WRITTEN INSTRUCTION => Count the lines in the listing below that contain the string "wall", with case counting. Reply with only the number.

DATA SECTION =>
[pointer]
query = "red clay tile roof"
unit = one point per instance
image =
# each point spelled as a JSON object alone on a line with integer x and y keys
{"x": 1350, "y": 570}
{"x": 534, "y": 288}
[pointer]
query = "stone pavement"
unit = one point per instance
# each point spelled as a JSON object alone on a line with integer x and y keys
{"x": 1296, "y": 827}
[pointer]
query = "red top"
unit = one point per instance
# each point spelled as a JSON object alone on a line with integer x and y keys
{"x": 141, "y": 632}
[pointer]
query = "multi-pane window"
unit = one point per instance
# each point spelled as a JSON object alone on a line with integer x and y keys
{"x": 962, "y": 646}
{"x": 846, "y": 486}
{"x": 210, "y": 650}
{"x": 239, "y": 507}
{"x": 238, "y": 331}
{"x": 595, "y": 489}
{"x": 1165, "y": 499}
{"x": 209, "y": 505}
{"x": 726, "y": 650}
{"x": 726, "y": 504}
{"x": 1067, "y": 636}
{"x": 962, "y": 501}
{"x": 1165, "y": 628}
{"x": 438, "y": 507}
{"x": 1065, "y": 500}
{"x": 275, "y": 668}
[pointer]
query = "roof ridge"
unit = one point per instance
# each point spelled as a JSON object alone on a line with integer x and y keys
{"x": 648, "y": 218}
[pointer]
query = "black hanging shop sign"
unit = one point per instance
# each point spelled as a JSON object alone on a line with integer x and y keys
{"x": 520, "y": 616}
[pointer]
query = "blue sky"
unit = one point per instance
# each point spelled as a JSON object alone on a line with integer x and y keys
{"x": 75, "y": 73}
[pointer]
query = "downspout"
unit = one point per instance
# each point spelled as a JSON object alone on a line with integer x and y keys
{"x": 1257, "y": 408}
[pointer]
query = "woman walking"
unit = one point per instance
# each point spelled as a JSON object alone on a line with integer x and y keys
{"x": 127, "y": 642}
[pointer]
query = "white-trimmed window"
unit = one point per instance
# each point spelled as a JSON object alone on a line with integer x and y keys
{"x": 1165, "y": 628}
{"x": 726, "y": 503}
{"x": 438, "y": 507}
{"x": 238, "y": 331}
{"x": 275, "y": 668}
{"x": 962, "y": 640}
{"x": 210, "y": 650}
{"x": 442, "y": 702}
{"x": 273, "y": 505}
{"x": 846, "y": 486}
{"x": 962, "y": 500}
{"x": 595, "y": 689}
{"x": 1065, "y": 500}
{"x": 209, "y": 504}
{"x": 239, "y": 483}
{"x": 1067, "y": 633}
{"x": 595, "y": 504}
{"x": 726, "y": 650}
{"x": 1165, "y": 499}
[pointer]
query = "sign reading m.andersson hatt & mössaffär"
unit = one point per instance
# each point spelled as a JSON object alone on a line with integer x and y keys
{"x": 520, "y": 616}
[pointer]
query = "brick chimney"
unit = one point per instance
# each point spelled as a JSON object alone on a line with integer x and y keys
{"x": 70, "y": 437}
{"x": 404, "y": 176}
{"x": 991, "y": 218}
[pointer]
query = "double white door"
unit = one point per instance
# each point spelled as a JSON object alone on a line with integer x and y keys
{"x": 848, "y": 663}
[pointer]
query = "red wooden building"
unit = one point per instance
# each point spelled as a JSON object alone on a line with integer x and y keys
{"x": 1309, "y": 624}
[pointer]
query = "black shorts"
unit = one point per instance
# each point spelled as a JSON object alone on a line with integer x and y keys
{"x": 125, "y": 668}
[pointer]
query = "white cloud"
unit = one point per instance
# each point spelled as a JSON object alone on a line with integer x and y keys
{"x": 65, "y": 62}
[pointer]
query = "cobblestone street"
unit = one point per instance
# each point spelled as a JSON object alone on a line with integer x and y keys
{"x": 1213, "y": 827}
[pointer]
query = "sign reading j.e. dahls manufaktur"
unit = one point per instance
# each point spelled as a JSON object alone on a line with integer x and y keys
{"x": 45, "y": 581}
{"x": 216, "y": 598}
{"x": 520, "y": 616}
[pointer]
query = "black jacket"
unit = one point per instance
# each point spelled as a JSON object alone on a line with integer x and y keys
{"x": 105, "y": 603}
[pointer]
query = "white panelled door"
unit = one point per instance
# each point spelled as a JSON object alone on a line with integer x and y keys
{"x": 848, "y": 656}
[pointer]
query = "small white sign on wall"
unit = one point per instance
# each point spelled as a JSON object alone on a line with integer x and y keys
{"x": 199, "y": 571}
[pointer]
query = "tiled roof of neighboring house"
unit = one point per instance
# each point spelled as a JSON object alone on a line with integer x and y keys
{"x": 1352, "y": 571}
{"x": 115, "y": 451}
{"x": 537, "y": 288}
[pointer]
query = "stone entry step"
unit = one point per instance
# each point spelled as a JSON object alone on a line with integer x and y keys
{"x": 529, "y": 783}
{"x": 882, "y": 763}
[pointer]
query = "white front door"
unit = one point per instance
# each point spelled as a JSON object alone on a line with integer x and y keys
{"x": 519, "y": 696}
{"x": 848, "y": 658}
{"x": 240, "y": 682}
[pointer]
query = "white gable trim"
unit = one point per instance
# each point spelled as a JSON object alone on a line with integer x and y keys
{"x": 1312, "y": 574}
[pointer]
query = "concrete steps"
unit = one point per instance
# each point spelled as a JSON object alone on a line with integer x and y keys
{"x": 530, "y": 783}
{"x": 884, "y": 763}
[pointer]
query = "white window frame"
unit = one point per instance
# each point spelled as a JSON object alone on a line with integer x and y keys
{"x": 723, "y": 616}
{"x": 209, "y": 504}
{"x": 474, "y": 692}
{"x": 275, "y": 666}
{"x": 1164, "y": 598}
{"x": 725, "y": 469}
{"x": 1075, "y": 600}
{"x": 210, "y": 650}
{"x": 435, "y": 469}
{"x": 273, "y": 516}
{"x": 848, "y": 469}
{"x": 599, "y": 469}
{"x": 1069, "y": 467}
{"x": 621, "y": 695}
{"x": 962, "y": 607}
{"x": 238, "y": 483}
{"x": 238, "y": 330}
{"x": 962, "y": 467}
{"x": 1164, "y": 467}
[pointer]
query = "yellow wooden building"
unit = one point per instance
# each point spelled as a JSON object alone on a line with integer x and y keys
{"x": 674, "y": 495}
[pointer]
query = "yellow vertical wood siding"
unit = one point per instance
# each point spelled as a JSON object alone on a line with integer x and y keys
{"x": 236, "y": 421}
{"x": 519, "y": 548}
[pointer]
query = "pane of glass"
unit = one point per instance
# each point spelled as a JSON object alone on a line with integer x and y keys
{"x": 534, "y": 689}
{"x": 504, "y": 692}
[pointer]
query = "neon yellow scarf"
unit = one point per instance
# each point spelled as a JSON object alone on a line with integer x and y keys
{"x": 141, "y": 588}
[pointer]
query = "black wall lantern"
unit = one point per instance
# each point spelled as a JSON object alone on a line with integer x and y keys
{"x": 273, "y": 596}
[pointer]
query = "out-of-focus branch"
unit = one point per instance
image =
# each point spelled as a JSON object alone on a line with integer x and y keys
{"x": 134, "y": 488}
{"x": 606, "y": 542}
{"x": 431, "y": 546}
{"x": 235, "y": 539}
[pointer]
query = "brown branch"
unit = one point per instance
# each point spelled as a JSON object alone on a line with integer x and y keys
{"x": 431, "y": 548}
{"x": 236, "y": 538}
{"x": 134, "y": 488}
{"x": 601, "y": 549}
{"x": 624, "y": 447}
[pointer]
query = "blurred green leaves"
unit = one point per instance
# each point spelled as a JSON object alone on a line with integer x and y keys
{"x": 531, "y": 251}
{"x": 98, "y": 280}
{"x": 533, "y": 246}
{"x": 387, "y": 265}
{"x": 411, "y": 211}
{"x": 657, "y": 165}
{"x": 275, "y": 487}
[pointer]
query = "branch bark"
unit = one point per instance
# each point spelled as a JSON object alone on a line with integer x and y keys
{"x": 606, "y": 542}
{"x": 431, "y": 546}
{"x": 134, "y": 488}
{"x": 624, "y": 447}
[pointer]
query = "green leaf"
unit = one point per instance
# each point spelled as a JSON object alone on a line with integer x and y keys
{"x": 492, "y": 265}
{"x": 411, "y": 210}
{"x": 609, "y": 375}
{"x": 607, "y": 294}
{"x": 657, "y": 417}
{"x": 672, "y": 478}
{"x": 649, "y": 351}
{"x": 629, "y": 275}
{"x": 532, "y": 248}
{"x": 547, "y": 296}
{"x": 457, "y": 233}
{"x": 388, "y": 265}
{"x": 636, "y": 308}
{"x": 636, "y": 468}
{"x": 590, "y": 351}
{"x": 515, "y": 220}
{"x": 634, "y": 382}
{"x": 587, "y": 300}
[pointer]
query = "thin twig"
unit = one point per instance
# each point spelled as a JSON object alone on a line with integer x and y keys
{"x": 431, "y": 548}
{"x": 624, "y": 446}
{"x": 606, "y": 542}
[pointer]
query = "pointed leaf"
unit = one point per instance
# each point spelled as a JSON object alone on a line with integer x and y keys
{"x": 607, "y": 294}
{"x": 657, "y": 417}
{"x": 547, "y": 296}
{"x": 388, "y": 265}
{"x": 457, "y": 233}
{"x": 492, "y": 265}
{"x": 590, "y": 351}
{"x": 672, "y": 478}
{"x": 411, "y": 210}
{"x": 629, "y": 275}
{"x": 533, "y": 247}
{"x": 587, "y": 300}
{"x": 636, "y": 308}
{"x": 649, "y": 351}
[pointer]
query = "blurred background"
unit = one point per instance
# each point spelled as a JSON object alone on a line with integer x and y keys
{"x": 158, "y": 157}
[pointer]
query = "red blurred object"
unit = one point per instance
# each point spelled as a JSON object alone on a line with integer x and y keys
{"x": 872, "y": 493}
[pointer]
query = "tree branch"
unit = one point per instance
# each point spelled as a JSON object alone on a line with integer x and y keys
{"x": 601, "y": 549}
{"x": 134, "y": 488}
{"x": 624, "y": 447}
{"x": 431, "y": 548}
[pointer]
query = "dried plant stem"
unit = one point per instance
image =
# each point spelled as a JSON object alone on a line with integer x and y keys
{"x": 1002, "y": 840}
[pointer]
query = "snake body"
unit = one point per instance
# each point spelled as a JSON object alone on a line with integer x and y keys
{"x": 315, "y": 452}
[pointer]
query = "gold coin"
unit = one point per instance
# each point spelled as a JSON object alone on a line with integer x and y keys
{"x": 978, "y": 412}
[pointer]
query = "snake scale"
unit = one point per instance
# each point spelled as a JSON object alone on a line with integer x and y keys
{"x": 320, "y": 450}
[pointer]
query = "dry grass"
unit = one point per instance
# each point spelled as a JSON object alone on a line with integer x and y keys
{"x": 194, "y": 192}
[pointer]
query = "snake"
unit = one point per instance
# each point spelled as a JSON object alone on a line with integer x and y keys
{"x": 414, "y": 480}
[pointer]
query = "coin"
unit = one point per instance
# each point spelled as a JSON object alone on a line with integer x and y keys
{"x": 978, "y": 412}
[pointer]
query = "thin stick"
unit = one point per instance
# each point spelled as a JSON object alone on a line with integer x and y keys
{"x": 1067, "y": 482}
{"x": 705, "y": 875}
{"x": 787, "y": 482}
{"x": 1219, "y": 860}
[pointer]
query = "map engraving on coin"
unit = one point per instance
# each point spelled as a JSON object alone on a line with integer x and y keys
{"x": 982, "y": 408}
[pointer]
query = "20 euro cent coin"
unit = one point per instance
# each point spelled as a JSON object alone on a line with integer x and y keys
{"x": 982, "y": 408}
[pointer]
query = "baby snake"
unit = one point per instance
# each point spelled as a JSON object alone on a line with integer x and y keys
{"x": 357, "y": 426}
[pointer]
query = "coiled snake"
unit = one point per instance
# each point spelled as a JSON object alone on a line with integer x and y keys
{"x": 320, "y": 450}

RIGHT ANSWER => 2